Copy out the entire listing, keeping each line exactly as it is.

**Given data**.
____________________
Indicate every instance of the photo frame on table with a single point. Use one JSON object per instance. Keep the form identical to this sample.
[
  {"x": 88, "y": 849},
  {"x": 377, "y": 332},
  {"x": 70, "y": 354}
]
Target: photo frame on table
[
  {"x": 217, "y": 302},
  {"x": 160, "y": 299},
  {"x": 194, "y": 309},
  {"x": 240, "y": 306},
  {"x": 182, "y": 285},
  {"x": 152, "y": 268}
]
____________________
**Result for this task**.
Indicate every instance of the photo frame on table with a single point. Use one JSON object per instance. Keep the form identical to this sample.
[
  {"x": 88, "y": 849},
  {"x": 377, "y": 332},
  {"x": 70, "y": 354}
]
Target: photo frame on table
[
  {"x": 217, "y": 302},
  {"x": 160, "y": 299},
  {"x": 194, "y": 309},
  {"x": 240, "y": 306},
  {"x": 182, "y": 285},
  {"x": 152, "y": 268}
]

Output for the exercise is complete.